** Dataset content follows **
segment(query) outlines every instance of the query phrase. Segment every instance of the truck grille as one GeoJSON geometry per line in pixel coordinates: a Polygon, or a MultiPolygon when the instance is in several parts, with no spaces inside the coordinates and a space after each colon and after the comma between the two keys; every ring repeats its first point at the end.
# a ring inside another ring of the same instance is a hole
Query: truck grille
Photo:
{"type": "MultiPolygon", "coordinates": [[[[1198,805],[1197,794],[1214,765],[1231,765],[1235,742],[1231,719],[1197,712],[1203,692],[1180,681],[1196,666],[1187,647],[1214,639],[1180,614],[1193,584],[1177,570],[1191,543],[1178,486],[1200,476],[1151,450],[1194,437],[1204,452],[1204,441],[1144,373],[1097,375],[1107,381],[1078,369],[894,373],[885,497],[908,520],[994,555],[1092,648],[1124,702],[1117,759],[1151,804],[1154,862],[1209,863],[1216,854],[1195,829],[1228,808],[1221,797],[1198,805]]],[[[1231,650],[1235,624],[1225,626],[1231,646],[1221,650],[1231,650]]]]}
** End of Dataset content **
## [Task to complete]
Without omitting anything, output the data verbatim.

## [Written solution]
segment(query) outlines every instance of the query phrase. Segment every instance of the truck grille as one GeoJSON geometry per line in pixel coordinates: a Polygon, or a MultiPolygon when the instance is in several parts, with no spaces inside the coordinates and a space after each colon and after the comma between the two keys; every ring repeats its first point at the end.
# a ring inside another ring of the same instance is a hole
Query: truck grille
Photo:
{"type": "MultiPolygon", "coordinates": [[[[1198,805],[1197,794],[1214,765],[1231,765],[1235,742],[1231,719],[1197,712],[1203,692],[1180,681],[1196,666],[1187,647],[1214,639],[1180,614],[1193,584],[1177,570],[1191,543],[1178,486],[1200,476],[1151,450],[1194,437],[1204,452],[1204,441],[1144,373],[1097,375],[1107,381],[1078,369],[894,373],[885,497],[908,520],[994,555],[1092,648],[1124,702],[1117,759],[1151,804],[1154,862],[1209,863],[1216,854],[1195,829],[1228,808],[1221,797],[1198,805]]],[[[1231,650],[1235,624],[1225,626],[1231,646],[1221,650],[1231,650]]]]}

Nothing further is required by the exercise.